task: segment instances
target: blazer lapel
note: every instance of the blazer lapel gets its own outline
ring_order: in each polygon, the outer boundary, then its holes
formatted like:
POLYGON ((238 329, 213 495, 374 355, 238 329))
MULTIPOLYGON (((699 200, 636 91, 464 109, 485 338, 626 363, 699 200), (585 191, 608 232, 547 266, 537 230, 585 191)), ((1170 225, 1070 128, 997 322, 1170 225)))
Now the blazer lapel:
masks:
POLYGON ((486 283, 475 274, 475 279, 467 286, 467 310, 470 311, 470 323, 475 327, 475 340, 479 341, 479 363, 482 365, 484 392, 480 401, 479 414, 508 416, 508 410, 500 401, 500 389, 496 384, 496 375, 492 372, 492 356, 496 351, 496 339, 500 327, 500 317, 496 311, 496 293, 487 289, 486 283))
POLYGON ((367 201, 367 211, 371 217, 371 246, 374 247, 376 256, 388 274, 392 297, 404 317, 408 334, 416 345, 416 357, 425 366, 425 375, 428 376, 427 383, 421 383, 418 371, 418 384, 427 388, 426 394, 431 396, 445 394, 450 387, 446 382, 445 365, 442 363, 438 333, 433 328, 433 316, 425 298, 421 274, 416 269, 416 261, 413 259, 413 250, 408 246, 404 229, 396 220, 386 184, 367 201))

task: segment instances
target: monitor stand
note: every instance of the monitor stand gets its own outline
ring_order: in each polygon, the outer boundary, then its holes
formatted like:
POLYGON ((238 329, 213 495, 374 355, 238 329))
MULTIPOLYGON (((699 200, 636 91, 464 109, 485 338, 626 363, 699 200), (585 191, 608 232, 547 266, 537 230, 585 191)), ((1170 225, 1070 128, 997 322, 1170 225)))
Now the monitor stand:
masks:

● ● ● ● ●

§ Aim of the exercise: Reproduce every line of the material above verbatim, from start to finish.

§ Exercise response:
task: segment instances
target: blazer lapel
note: every instance of the blazer lapel gets its own outline
ring_order: in each polygon, the outer boundary, then its holes
formatted like:
POLYGON ((238 329, 213 495, 374 355, 238 329))
MULTIPOLYGON (((699 200, 636 91, 464 109, 485 338, 626 363, 699 200), (585 191, 608 232, 547 266, 537 230, 585 191)), ((1170 225, 1070 128, 997 322, 1170 225)))
Now the blazer lapel:
masks:
POLYGON ((486 283, 475 274, 475 279, 467 286, 467 310, 470 311, 470 323, 475 327, 475 340, 479 341, 479 363, 482 365, 484 392, 480 401, 479 414, 508 416, 508 410, 500 401, 500 389, 496 384, 496 375, 492 372, 492 356, 496 351, 496 339, 500 327, 500 317, 496 311, 496 293, 487 289, 486 283))
POLYGON ((367 201, 367 211, 371 217, 371 246, 374 247, 376 256, 388 274, 392 297, 404 317, 408 334, 416 345, 416 357, 425 366, 425 375, 428 376, 427 383, 421 383, 418 371, 418 384, 427 388, 426 394, 431 396, 445 394, 450 387, 446 382, 445 365, 442 363, 438 333, 433 328, 433 316, 425 298, 421 274, 416 269, 416 261, 413 259, 413 250, 408 246, 404 229, 396 220, 386 184, 367 201))

task: segment instances
target: monitor stand
note: every instance of the monitor stand gets its own outline
ring_order: in each polygon, the outer boundary, then its holes
formatted like:
POLYGON ((238 329, 213 495, 374 355, 238 329))
MULTIPOLYGON (((699 200, 636 91, 464 109, 485 338, 626 363, 699 200), (585 191, 608 232, 547 266, 537 230, 585 191)), ((1170 225, 1070 128, 997 322, 1170 225)))
Now the monitor stand:
masks:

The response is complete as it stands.